Dataset rows start

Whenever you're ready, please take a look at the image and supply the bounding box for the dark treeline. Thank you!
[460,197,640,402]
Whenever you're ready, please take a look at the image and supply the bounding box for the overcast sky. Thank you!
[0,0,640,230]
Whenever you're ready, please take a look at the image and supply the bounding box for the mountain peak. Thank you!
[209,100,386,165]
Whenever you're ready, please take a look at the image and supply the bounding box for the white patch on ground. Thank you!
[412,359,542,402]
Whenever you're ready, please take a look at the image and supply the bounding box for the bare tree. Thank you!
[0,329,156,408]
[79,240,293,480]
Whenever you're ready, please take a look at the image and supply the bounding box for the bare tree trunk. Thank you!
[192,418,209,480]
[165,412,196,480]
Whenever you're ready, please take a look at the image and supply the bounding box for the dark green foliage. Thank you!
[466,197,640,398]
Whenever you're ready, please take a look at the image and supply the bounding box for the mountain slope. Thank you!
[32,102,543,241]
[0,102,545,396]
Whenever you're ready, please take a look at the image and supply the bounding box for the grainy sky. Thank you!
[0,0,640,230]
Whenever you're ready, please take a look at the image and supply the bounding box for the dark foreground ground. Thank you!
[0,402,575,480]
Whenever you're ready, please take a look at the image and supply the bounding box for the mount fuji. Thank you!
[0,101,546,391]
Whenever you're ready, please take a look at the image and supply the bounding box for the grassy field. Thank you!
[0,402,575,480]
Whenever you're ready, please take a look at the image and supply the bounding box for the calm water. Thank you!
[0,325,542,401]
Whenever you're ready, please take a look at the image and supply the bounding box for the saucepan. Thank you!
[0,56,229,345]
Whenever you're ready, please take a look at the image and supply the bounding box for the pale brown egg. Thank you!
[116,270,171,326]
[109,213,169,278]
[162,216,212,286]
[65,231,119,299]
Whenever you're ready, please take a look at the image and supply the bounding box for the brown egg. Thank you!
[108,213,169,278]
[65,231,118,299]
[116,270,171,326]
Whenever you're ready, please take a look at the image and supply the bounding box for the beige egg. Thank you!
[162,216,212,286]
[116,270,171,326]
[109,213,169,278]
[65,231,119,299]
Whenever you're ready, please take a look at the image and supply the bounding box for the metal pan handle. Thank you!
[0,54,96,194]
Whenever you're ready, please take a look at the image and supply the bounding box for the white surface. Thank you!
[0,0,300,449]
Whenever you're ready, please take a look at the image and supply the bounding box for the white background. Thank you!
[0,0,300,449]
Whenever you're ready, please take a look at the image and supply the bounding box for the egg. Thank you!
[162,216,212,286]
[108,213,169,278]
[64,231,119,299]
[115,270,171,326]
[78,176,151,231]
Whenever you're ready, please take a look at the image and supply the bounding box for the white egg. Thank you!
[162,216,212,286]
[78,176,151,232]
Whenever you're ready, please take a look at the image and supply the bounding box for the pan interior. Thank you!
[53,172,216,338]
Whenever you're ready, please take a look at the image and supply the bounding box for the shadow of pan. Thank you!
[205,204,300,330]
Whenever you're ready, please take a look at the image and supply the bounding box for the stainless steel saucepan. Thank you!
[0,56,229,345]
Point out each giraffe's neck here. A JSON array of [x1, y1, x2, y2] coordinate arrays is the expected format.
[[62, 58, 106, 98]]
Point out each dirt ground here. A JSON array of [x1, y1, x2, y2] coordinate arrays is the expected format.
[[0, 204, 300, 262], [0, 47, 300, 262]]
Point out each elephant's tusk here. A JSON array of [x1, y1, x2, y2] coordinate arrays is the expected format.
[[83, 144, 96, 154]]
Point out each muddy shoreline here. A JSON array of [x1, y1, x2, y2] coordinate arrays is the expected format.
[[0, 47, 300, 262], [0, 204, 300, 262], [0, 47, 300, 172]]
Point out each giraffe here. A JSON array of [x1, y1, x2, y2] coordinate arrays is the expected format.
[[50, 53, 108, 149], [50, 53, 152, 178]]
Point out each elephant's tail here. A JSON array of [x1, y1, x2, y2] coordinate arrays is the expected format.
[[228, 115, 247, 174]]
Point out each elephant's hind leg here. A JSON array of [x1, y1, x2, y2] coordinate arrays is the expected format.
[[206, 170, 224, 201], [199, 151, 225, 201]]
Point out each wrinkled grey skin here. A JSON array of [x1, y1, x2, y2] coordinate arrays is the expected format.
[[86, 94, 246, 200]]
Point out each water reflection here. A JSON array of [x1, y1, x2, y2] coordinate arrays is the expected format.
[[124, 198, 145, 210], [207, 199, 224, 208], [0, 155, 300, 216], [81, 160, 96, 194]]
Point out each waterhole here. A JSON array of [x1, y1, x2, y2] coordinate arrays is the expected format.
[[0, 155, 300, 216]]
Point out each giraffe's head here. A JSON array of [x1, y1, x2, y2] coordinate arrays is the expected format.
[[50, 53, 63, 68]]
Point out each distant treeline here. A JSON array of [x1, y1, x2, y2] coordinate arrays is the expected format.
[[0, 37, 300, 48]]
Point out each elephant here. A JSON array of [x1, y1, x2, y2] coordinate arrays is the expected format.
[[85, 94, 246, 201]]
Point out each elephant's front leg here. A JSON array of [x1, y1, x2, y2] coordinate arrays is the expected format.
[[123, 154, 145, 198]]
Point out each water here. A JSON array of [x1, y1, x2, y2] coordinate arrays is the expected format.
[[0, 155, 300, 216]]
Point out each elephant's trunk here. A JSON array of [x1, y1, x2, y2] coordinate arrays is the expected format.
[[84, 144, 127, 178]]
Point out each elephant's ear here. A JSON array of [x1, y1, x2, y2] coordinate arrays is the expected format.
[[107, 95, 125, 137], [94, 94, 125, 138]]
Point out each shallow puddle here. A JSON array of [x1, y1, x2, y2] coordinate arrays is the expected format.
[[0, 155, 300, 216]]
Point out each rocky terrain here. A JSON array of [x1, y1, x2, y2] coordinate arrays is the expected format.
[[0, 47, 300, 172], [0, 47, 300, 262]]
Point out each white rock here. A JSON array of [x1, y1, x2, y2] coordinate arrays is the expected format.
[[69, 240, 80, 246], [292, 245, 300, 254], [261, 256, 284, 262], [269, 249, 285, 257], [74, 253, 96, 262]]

Dataset rows end

▶ Brief
Could you lay out the records as a JSON list of strings, one per line, starting at the line that contains "Point out each elephant's ear" and running through the last line of the records, with blank lines left out?

▶ Expected output
[
  "Point out each elephant's ear here. A JSON array of [x1, y1, x2, y2] coordinate arrays is the expected format.",
  "[[107, 95, 125, 137], [94, 94, 125, 138]]",
  "Point out each shallow puddle here. A JSON array of [x1, y1, x2, y2] coordinate arrays is the expected format.",
  "[[0, 155, 300, 216]]",
  "Point out each rocky terrain here. A JSON array of [x1, y1, x2, y2] coordinate arrays is the expected format.",
  "[[0, 47, 300, 172], [0, 47, 300, 262]]",
  "Point out each white rock here. A JSON array of [x1, y1, x2, y2] coordinate arrays is the expected format.",
  "[[69, 240, 80, 246], [292, 245, 300, 254], [261, 256, 284, 262], [269, 249, 285, 257], [74, 253, 96, 262]]"
]